TEXT SHOWN:
§ §
This is because the electoral college, despite being based on the census, disproportionately gives more favor to rural states. This disparity has just gotten larger with time: Donald Trump won in 2016 despite Hillary Clinton receiving over 3 million more votes, and Trump almost won in 2020 due to narrow margins in a few Midwestern states.
The electoral college is also tied to modern day systemic racism. The votes of black voters in the South, rather than being tabulated with the rest of the national population, is routinely outnumbered depending on the state you live in. So while black voters in Atlanta may deliver an electoral college victory for Georgia, black voters in Alabama or Mississippi are marginalized. Black voters in Georgia came out so strongly to deliver a potential victory, but if the margin is off in the state by 0.1%, the whole venture is for naught.
Republicans know this, and know that the electoral college favors their party. In fact, they may know that the major outcome of the abolition of the electoral college is the liberation of the minority vote in states like Texas and South Carolina.
So the question is, why do we still have the electoral college? The short answer is because it would take a constitutional amendment to abolish it, which would require introducing a constitutional amendment in Congress, and then that amendment would need to be ratified by 38 out of 50 state legislatures. Close readers will quickly see the problem here: the system is self reinforcing. Even if the constitutional amendment passes in Congress, why would representatives of states currently favored by the electoral college voluntarily agree to give up power?
Therefore, it seems that this purposefully undemocratic institution seems destined to stay in effect by design. This may be true for the near future. But we should not forget that in this arena, like in many other arenas, the United States lags behind the rest of the world. For instance, no countries in Europe have an equivalent system for electing a head of state.
I am a firm believer in the idea that one vote should equal one vote, no matter where you live. But I understand the reticence that some voters in America’s heartland may have that their vote may not matter as much if the electoral college was abolished.
§ §
RECORDS PROVIDED:
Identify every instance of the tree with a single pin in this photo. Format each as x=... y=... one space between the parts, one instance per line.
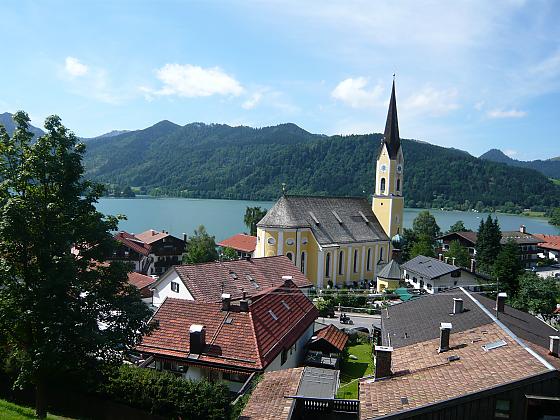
x=200 y=248
x=253 y=215
x=507 y=268
x=460 y=253
x=61 y=310
x=458 y=226
x=537 y=295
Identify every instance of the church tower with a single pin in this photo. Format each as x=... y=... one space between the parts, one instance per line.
x=388 y=201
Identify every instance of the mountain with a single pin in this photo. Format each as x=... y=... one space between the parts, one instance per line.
x=8 y=123
x=219 y=161
x=549 y=168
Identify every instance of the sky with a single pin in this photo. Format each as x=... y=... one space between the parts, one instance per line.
x=473 y=75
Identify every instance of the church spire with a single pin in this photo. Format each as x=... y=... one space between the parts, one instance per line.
x=391 y=136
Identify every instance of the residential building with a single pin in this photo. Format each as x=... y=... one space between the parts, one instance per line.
x=341 y=240
x=462 y=355
x=149 y=252
x=208 y=281
x=528 y=243
x=229 y=340
x=432 y=275
x=244 y=244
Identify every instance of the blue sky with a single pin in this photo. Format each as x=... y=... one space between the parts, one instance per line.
x=470 y=74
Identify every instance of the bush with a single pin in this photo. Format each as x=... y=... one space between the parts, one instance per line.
x=167 y=395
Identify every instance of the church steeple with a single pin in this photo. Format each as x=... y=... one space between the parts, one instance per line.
x=391 y=136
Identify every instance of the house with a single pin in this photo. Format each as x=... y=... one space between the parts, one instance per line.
x=549 y=246
x=462 y=355
x=230 y=340
x=341 y=240
x=432 y=275
x=149 y=252
x=299 y=393
x=527 y=243
x=244 y=244
x=208 y=281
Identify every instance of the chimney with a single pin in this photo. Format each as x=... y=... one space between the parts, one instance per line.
x=500 y=302
x=197 y=335
x=444 y=333
x=226 y=301
x=457 y=306
x=383 y=361
x=554 y=345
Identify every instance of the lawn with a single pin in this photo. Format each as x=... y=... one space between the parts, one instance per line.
x=352 y=370
x=13 y=411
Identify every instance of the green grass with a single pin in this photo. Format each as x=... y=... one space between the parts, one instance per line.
x=352 y=370
x=13 y=411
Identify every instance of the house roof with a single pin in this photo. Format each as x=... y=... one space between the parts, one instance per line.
x=141 y=281
x=391 y=271
x=132 y=242
x=422 y=376
x=268 y=400
x=236 y=339
x=240 y=242
x=332 y=335
x=333 y=220
x=206 y=282
x=429 y=267
x=548 y=241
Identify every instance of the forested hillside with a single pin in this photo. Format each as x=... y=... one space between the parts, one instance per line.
x=219 y=161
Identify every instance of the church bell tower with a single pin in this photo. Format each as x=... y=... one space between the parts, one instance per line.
x=388 y=201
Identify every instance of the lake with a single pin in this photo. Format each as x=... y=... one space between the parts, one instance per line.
x=223 y=218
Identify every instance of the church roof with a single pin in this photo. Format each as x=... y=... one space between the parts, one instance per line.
x=391 y=135
x=333 y=220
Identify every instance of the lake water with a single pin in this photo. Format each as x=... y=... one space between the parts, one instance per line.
x=223 y=218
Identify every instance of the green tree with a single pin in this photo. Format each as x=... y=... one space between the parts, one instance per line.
x=460 y=253
x=200 y=248
x=252 y=216
x=507 y=268
x=537 y=295
x=60 y=310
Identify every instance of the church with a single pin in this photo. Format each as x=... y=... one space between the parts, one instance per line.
x=339 y=240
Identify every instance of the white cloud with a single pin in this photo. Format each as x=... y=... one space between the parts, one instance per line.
x=355 y=92
x=501 y=113
x=191 y=81
x=74 y=67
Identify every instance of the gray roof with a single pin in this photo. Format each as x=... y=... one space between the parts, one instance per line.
x=391 y=271
x=429 y=267
x=318 y=383
x=333 y=220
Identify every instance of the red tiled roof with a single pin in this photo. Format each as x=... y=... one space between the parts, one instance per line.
x=240 y=242
x=205 y=281
x=246 y=340
x=133 y=243
x=333 y=336
x=548 y=241
x=267 y=401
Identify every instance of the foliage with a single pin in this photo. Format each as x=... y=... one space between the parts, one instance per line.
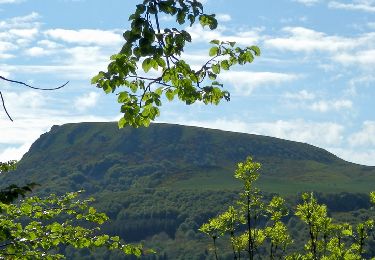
x=327 y=238
x=160 y=49
x=159 y=184
x=36 y=228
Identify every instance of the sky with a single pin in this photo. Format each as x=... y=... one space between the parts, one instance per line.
x=314 y=82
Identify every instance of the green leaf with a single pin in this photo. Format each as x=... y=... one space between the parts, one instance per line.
x=216 y=68
x=122 y=122
x=214 y=51
x=169 y=94
x=146 y=64
x=224 y=65
x=256 y=50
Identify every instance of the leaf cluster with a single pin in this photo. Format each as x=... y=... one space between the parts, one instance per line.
x=152 y=47
x=326 y=238
x=36 y=228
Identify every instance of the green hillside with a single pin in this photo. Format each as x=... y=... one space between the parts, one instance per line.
x=159 y=184
x=181 y=157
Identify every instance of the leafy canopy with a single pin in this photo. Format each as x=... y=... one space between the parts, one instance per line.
x=149 y=45
x=35 y=228
x=326 y=238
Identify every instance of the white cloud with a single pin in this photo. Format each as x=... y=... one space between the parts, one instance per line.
x=28 y=33
x=27 y=21
x=37 y=52
x=86 y=101
x=364 y=157
x=301 y=95
x=10 y=1
x=307 y=40
x=364 y=137
x=243 y=37
x=329 y=105
x=86 y=36
x=245 y=82
x=223 y=17
x=359 y=5
x=307 y=2
x=364 y=58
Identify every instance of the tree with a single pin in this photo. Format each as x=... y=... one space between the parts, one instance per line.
x=150 y=45
x=326 y=238
x=34 y=228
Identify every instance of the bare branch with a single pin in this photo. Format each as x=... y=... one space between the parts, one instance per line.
x=27 y=85
x=5 y=109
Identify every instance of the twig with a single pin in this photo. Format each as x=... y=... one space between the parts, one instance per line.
x=5 y=109
x=24 y=84
x=27 y=85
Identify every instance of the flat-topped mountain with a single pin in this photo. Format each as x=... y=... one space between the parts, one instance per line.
x=95 y=155
x=159 y=184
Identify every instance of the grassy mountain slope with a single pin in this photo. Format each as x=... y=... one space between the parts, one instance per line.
x=181 y=157
x=159 y=184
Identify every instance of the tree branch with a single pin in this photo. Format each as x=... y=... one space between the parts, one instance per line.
x=27 y=85
x=24 y=84
x=5 y=109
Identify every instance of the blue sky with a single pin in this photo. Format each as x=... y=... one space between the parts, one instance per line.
x=314 y=82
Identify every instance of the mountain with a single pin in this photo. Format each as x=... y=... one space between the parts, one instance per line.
x=86 y=155
x=159 y=184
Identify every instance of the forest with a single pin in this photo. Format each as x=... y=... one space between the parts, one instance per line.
x=137 y=188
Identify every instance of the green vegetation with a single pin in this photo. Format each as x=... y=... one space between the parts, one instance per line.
x=257 y=229
x=159 y=184
x=159 y=48
x=36 y=228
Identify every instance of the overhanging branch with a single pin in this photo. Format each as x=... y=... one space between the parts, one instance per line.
x=26 y=85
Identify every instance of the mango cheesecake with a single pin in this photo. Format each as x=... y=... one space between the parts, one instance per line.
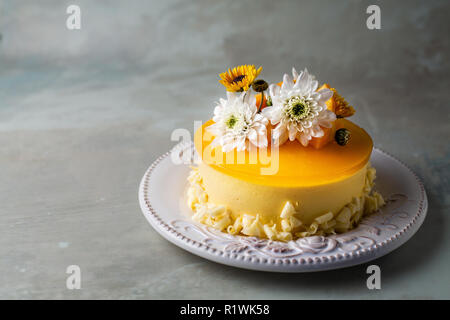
x=282 y=161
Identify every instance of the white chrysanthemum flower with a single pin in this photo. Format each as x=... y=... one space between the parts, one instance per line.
x=298 y=110
x=238 y=122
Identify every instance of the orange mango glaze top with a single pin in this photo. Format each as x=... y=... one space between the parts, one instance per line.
x=298 y=166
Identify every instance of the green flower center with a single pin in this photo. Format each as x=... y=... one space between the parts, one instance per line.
x=298 y=108
x=231 y=122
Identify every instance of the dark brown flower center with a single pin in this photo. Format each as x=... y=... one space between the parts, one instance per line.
x=238 y=78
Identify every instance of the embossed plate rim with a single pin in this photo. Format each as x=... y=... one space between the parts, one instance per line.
x=302 y=262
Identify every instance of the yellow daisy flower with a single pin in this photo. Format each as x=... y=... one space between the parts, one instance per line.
x=239 y=78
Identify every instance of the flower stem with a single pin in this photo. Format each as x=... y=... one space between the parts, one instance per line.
x=262 y=101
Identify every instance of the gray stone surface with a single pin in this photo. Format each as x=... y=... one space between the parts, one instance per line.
x=84 y=113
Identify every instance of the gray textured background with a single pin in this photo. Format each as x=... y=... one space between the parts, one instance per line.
x=84 y=113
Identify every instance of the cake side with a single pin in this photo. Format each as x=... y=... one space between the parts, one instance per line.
x=286 y=224
x=281 y=161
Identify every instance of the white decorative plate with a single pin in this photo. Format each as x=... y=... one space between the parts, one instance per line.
x=161 y=196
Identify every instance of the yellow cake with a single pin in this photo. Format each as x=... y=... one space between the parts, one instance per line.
x=288 y=190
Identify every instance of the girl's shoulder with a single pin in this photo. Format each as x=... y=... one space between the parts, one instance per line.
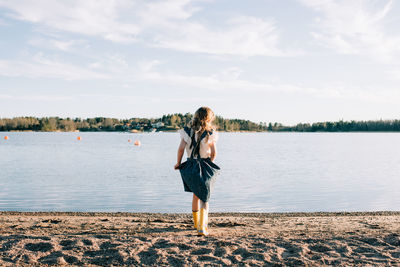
x=185 y=134
x=212 y=136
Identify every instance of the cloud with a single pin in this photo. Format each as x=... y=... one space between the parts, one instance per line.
x=101 y=18
x=355 y=27
x=57 y=44
x=42 y=67
x=244 y=36
x=218 y=83
x=166 y=24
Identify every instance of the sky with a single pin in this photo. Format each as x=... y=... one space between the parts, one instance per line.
x=287 y=61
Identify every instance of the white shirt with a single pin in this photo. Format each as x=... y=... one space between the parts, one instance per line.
x=205 y=150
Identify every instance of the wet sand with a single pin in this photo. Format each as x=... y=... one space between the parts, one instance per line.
x=239 y=239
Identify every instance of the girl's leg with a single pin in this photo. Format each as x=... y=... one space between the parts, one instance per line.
x=195 y=211
x=204 y=205
x=203 y=218
x=195 y=203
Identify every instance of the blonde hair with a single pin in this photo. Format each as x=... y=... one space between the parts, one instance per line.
x=202 y=121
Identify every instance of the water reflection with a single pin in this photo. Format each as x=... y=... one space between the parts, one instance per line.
x=261 y=172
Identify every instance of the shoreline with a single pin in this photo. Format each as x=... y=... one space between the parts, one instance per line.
x=211 y=214
x=238 y=239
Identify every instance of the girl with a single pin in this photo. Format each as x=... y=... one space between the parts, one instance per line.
x=200 y=130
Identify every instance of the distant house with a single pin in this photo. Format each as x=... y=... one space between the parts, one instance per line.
x=157 y=124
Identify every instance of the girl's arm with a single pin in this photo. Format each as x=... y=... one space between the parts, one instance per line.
x=181 y=150
x=213 y=148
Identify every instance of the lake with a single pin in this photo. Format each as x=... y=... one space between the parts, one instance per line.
x=261 y=172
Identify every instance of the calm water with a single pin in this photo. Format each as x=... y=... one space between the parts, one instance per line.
x=261 y=172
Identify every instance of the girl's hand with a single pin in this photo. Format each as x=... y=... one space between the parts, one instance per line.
x=177 y=166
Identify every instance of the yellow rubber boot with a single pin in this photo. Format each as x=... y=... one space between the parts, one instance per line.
x=196 y=217
x=202 y=230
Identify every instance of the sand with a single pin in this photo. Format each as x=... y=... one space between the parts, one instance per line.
x=239 y=239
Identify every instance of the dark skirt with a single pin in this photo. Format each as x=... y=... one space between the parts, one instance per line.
x=198 y=176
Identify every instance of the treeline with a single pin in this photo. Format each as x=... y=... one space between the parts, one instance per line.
x=345 y=126
x=172 y=122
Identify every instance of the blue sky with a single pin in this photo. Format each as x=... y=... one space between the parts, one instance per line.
§ §
LIST OF TASKS:
a. Retype part of the electoral college text. Begin at the words "This is because" and stop after "is for naught.".
b. Extend the electoral college text with new sentences after its final sentence.

WRITTEN RESPONSES:
a.
This is because the electoral college, despite being based on the census, disproportionately gives more favor to rural states. This disparity has just gotten larger with time: Donald Trump won in 2016 despite Hillary Clinton receiving over 3 million more votes, and Trump almost won in 2020 due to narrow margins in a few Midwestern states.
The electoral college is also tied to modern day systemic racism. The votes of black voters in the South, rather than being tabulated with the rest of the national population, is routinely outnumbered depending on the state you live in. So while black voters in Atlanta may deliver an electoral college victory for Georgia, black voters in Alabama or Mississippi are marginalized. Black voters in Georgia came out so strongly to deliver a potential victory, but if the margin is off in the state by 0.1%, the whole venture is for naught.

b.
I ask that these voters imagine what it’s like for those whose votes currently matter less: those who live in the populated states who may stay home because they know their state will go blue anyway. I’d also argue that if you are currently Republican in a blue state, you would also be incentivized more to vote if the electoral college were abolished. But no matter how you square it, you cannot argue that you believe in democracy and defend the electoral college.
The electoral college may seem like one issue to add to the laundry list of issues to address under the Biden administration: climate change, healthcare, addressing deep economic disparity, and healing the economic wounds of the COVID-19 pandemic. But I’d argue that the electoral college enables all of this: it enables administrations that don’t care about majoritarian issues, it enables someone like Donald Trump to come to power in the first place.
It’s time for America to think systemically. And most of all, just because the majoritarian candidate won this time, doesn’t mean it’s not possible in 4 years. We should celebrate Donald Trump’s defeat, but we should also not shut our brains off for the next 4 years. I’ve been told I’m a Debbie Downer, but this election should read like a wake-up call to the majority of Americans: we narrowly escaped defeat by an undemocratic system. This contentious period of extended vote counting and casting suspicion on the democratic process still isn’t over.
If this election cycle and days of awaiting a victor in the presidential election gave you anxiety, remember: in 2024, we repeat the game all over again, unless we get to work.